Sigorta brokerliği ve risk yönetimi şirketi Marsh tarafından gerçekleştirilen “Havacılıkta Risk Yönetimi” çalışması, Türkiye'nin büyüme dinamikleri ve küresel havacılıktaki değişimlere paralel olarak gerek sivil havacılık, gerekse havayollarında önemli gelişmelerin kaydedildiği günümüzde, sektördeki şirketlerin karşılaşabileceği olası risklere ve bu riskler karşısında uygun sigorta programlarının gerekliliğine dikkat çekiyor.
Marsh’ın çalışmasında vurgulanan konulardan ilki, küresel piyasalara entegrasyon ve artan yurtdışı yatırımlarına bağlı olarak ciddi bir ivme yakalayan hava taksi işletmeleri, VIP servis ayrıcalıkları ile iş dünyasına büyük bir serbestlik kazandırırken, kamu kuruluşları da pek çok hizmeti havacılık sektörünün sunmuş olduğu olanaklarla entegre ederek (hava ambulans, yangınla mücadele, savunma, arama & kurtarma) ülkemizin toplam havacılık filosunda önemli bir katkı sağlaması olarak ifade ediliyor.

Toplanan veri girdileri:
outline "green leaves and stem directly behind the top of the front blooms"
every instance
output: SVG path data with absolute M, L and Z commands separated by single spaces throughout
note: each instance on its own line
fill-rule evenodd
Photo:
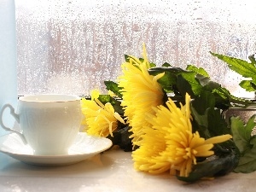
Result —
M 151 75 L 165 73 L 158 82 L 167 93 L 174 93 L 175 96 L 184 98 L 185 93 L 189 93 L 191 98 L 194 99 L 197 96 L 201 96 L 204 92 L 209 92 L 215 97 L 215 107 L 220 109 L 236 105 L 247 107 L 250 103 L 249 101 L 232 96 L 229 90 L 223 88 L 221 84 L 212 81 L 204 69 L 191 65 L 187 69 L 183 70 L 179 67 L 153 67 L 148 69 L 148 73 Z

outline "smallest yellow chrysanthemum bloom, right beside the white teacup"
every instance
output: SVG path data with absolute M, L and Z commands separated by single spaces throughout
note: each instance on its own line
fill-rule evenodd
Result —
M 119 113 L 114 112 L 113 106 L 110 103 L 102 104 L 98 100 L 99 91 L 91 92 L 91 100 L 82 99 L 81 108 L 84 114 L 82 125 L 85 125 L 84 131 L 90 135 L 108 137 L 110 134 L 113 137 L 113 131 L 118 126 L 118 120 L 125 124 Z

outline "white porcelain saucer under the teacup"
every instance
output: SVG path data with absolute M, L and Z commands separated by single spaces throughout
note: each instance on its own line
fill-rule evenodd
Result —
M 86 160 L 112 146 L 111 140 L 105 137 L 92 137 L 79 132 L 75 142 L 65 155 L 34 155 L 32 148 L 25 145 L 15 134 L 0 137 L 0 152 L 16 160 L 39 166 L 65 166 Z

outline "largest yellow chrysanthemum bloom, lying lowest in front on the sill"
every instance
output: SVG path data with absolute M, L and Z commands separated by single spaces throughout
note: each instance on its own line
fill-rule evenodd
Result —
M 208 157 L 214 143 L 223 143 L 230 135 L 212 137 L 207 140 L 196 131 L 192 133 L 189 109 L 190 96 L 186 95 L 186 105 L 176 104 L 169 99 L 166 107 L 154 108 L 155 115 L 148 116 L 151 124 L 143 135 L 141 146 L 132 153 L 137 170 L 160 173 L 170 170 L 172 174 L 188 177 L 196 157 Z

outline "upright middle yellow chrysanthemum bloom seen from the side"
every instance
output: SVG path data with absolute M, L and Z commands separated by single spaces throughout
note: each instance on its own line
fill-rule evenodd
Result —
M 131 125 L 132 143 L 138 144 L 143 135 L 143 127 L 148 125 L 145 120 L 145 113 L 154 114 L 154 109 L 163 103 L 164 92 L 158 84 L 164 73 L 157 76 L 149 75 L 150 67 L 143 45 L 144 61 L 139 61 L 136 57 L 130 58 L 130 62 L 122 64 L 123 75 L 119 77 L 119 87 L 122 88 L 123 102 L 129 125 Z

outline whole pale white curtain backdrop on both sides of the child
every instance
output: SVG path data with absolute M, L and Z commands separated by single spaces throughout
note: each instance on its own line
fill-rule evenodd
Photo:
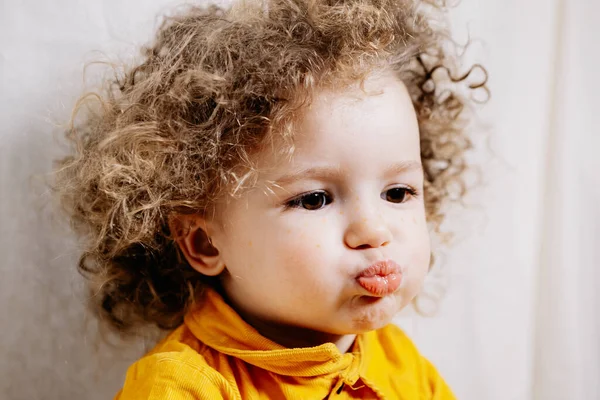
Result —
M 130 58 L 179 3 L 0 3 L 3 399 L 111 398 L 141 351 L 97 343 L 77 248 L 41 183 L 92 50 Z M 452 11 L 458 41 L 473 40 L 465 58 L 490 75 L 490 127 L 472 155 L 484 183 L 451 213 L 437 315 L 398 323 L 460 399 L 600 399 L 599 15 L 590 0 Z

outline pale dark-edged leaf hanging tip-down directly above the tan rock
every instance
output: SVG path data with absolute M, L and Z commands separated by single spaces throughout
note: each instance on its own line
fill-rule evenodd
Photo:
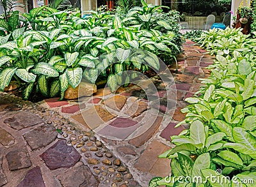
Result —
M 82 80 L 82 68 L 67 68 L 66 73 L 70 86 L 77 87 Z

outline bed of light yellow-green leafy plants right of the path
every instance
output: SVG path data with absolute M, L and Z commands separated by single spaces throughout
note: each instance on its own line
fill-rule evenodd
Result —
M 236 29 L 218 30 L 216 33 L 220 37 L 208 38 L 206 43 L 207 33 L 202 38 L 208 50 L 214 50 L 214 43 L 223 39 L 230 42 L 223 33 L 232 33 L 234 37 L 231 41 L 243 35 Z M 211 76 L 201 79 L 204 86 L 195 96 L 186 99 L 190 105 L 182 109 L 187 113 L 186 119 L 177 126 L 188 123 L 189 130 L 171 137 L 175 147 L 159 156 L 172 158 L 172 176 L 154 178 L 151 186 L 255 185 L 255 45 L 247 43 L 250 50 L 244 52 L 241 50 L 243 42 L 246 41 L 236 40 L 236 45 L 231 42 L 230 49 L 220 46 L 216 52 Z M 212 180 L 212 177 L 217 180 Z M 251 181 L 248 182 L 248 179 Z

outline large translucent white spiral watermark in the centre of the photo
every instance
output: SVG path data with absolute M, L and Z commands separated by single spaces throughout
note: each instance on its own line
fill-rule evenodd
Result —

• Görev Koşulları:
A – Havacılık riskleri metninin "Marsh’ın çalışmasında vurgulanan" sözlerini içeren yerden başlayıp "olarak ifade ediliyor." sözlerinden sonra biten kısmını aynen yazınız.
B – Havacılık riskleri metnine göre "Havacılıkta Risk Yönetimi" çalışmasını hangi şirket gerçekleştirmiştir?
C – Havacılık riskleri metnini son cümlesinden sonrasıyla sürdürünüz.
Satırlar başka bir kaynaktan alınmıştır.

• Görev Yanıtları:
A –
Marsh’ın çalışmasında vurgulanan konulardan ilki, küresel piyasalara entegrasyon ve artan yurtdışı yatırımlarına bağlı olarak ciddi bir ivme yakalayan hava taksi işletmeleri, VIP servis ayrıcalıkları ile iş dünyasına büyük bir serbestlik kazandırırken, kamu kuruluşları da pek çok hizmeti havacılık sektörünün sunmuş olduğu olanaklarla entegre ederek (hava ambulans, yangınla mücadele, savunma, arama & kurtarma) ülkemizin toplam havacılık filosunda önemli bir katkı sağlaması olarak ifade ediliyor.

B – Sigorta brokerliği ve risk yönetimi şirketi Marsh.

C –
Ekonomik ve toplumsal değeri giderek artan havacılıktaki risklerin bir bölümünün transfer edilebilir özellikte olduğu ve kapsamlı bir sigorta programı ile yönetilebileceği, aynı zamanda öngörülemeyen riskler için de bütünleşik bir risk yaklaşımı gerektiği vurgulanan çalışmada, en önemli risk konularından birinin havacılık faaliyetlerinden kaynaklanan üçüncü şahıslara karşı sorumluluklar uygun sigorta çözümleriyle transfer edilebilir riskler içinde olduğu da belirtiliyor.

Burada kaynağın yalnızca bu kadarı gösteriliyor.